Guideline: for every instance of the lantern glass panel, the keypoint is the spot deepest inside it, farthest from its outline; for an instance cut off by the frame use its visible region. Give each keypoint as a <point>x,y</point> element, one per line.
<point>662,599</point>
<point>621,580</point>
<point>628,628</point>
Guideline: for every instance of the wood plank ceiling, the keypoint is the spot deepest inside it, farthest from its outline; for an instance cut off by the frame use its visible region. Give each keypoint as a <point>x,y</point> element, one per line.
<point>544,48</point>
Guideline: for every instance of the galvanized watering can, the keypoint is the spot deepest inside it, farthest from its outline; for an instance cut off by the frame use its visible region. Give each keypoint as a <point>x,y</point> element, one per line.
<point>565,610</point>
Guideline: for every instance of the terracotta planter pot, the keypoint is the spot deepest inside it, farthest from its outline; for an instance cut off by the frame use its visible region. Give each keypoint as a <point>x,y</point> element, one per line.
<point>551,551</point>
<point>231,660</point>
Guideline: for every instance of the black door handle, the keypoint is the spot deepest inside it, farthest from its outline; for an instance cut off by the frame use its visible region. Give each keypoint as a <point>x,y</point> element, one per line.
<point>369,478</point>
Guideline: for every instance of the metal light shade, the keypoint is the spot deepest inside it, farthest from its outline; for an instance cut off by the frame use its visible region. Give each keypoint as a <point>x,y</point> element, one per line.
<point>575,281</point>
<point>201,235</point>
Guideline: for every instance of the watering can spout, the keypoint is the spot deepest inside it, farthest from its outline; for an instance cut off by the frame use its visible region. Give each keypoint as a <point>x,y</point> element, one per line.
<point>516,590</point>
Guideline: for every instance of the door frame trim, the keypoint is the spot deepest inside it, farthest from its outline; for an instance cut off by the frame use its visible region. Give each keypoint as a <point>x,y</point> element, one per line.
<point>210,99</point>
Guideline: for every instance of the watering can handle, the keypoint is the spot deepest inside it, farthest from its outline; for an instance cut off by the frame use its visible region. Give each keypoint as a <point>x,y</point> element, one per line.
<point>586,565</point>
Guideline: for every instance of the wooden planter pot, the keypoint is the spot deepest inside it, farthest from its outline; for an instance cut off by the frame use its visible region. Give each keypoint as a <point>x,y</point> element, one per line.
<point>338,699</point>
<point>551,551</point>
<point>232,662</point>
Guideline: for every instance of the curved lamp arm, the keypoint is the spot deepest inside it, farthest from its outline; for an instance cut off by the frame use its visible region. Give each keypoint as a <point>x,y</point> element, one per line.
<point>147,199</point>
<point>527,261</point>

#####

What to do> Copy verbatim every line of the rows from the one containing "Guideline: for every instance of the wooden" through the final line of the rows, inclusive.

Output for this task>
Guideline: for every instance of the wooden planter pot, the keypoint is the spot deepest inside it, farthest from its outline; for an instance cut off by the frame use its visible region. Give each keypoint as a <point>x,y</point> element, one per line.
<point>338,699</point>
<point>551,551</point>
<point>232,662</point>
Guideline: for every instance of the curved lamp arm, the keypoint is the spot deepest inside it, farthest from its outline; for an instance cut off by the frame use its visible region. Give each keypoint as a <point>x,y</point> element, one per line.
<point>147,199</point>
<point>527,261</point>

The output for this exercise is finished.